* To be done
Write out the stretch of material from the line containing "of the train" through the line containing "Query: train", keeping every character identical.

───── Records for the task

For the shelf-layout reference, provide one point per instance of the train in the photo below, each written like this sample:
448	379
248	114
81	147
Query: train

──────────
───── Records for the task

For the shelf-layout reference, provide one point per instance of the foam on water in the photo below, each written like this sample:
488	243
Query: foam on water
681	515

──────────

* Response below
For the shelf-layout reference, provide one point per instance of the train in the photo below, each written like this sample:
448	379
248	114
81	147
Query: train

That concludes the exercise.